PlanetScale's "You don't* need JOINs" video"
The video claims that using a JOIN & DISTINCT will cause mysql to fetch extra rows & then discard them, whereas using a WHERE EXISTS (subquery)
will not do this & performance will be improved. He did not provide EXPLAIN query plans, so I'd like to test his claims.
The video is at: https://www.youtube.com/watch?v=5hsl47I3svw
He does perform benchmarks & shows exists is faster than IN & that JOIN is about 2 or 2.5 times slower than both of the subquery solutions.
He did not share his schema, so idk about foreign keys, and he did not share his database size.
I tried online tool dbfill.info (or filldb.info ?), but it didn't work. I used library at https://github.com/kedarvj/mysql-random-data-generator/tree/master to generate 10,000 users & 100,000 posts.
SCHEMA:
- posts
- id
- user_id
- title
- body
- views (populated, int, many over 90k)
- created_at (populated)
- updated_at
- users
- id
- name
- created_at (all null)
- updated_at (all null)
- flags (all zeros, presumably binary or int)
QUERIES:
First Successful query:
SELECT DISTINCT users.* FROM users
LEFT JOIN posts on users.id = posts.user_id
WHERE views > 90000
Second successful query:
SELECT * FROM users where id in (
select user_id from posts where views > 90000
)
Final successful query:
SELECT * FROM users where exists (
select user_id from posts where views > 90000 and users.id = user_id
)

Given entries:
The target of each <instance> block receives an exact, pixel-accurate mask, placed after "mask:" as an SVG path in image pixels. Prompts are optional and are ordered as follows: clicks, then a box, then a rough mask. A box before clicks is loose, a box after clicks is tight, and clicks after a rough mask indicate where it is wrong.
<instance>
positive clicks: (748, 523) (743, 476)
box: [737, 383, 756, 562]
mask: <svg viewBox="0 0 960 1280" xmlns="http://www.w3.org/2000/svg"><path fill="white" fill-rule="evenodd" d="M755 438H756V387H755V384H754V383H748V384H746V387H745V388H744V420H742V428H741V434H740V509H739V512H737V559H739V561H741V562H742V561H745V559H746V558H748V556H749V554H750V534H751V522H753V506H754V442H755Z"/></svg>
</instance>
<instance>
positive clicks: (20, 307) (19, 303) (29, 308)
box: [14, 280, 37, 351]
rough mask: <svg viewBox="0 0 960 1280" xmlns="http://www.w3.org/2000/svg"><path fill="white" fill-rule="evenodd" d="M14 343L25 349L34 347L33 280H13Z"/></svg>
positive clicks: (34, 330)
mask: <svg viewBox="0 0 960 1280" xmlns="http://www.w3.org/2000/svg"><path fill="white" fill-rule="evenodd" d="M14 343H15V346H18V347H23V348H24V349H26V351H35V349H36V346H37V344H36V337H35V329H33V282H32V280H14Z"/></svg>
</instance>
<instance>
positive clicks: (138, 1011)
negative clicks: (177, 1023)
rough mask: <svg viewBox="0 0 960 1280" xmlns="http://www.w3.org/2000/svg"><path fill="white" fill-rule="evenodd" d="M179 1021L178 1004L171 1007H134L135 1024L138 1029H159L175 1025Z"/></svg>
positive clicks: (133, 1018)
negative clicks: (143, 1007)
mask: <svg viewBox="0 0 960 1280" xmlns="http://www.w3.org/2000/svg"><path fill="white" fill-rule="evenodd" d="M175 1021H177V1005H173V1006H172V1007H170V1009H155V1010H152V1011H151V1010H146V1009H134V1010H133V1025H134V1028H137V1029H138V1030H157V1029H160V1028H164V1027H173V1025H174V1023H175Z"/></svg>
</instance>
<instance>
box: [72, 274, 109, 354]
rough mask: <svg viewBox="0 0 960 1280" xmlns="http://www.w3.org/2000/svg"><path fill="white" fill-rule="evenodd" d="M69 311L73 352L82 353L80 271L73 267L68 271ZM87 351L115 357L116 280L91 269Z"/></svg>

Set of tasks:
1. Edit the passage of the JOINs post from "The video is" to "many over 90k)", replacing "benchmarks" with "tests".
2. Please express the records as a numbered list, from their start through the line with "positive clicks: (133, 1018)", leaving out blank lines.
The text and the records are unrelated to each other.

Solutions for each task:
1.
The video is at: https://www.youtube.com/watch?v=5hsl47I3svw
He does perform tests & shows exists is faster than IN & that JOIN is about 2 or 2.5 times slower than both of the subquery solutions.
He did not share his schema, so idk about foreign keys, and he did not share his database size.
I tried online tool dbfill.info (or filldb.info ?), but it didn't work. I used library at https://github.com/kedarvj/mysql-random-data-generator/tree/master to generate 10,000 users & 100,000 posts.
SCHEMA:
- posts
- id
- user_id
- title
- body
- views (populated, int, many over 90k)

2.
1. The target of each <instance> block receives an exact, pixel-accurate mask, placed after "mask:" as an SVG path in image pixels. Prompts are optional and are ordered as follows: clicks, then a box, then a rough mask. A box before clicks is loose, a box after clicks is tight, and clicks after a rough mask indicate where it is wrong.
2. <instance>
3. positive clicks: (748, 523) (743, 476)
4. box: [737, 383, 756, 562]
5. mask: <svg viewBox="0 0 960 1280" xmlns="http://www.w3.org/2000/svg"><path fill="white" fill-rule="evenodd" d="M755 438H756V387H755V384H754V383H748V384H746V387H745V388H744V420H742V428H741V434H740V509H739V512H737V559H739V561H741V562H742V561H745V559H746V558H748V556H749V554H750V534H751V522H753V506H754V442H755Z"/></svg>
6. </instance>
7. <instance>
8. positive clicks: (20, 307) (19, 303) (29, 308)
9. box: [14, 280, 37, 351]
10. rough mask: <svg viewBox="0 0 960 1280" xmlns="http://www.w3.org/2000/svg"><path fill="white" fill-rule="evenodd" d="M14 343L25 349L34 347L33 280H13Z"/></svg>
11. positive clicks: (34, 330)
12. mask: <svg viewBox="0 0 960 1280" xmlns="http://www.w3.org/2000/svg"><path fill="white" fill-rule="evenodd" d="M14 343H15V346H18V347H23V348H24V349H26V351H35V349H36V346H37V344H36V337H35V329H33V282H32V280H14Z"/></svg>
13. </instance>
14. <instance>
15. positive clicks: (138, 1011)
16. negative clicks: (177, 1023)
17. rough mask: <svg viewBox="0 0 960 1280" xmlns="http://www.w3.org/2000/svg"><path fill="white" fill-rule="evenodd" d="M179 1021L178 1004L171 1007H134L135 1024L138 1029H159L175 1025Z"/></svg>
18. positive clicks: (133, 1018)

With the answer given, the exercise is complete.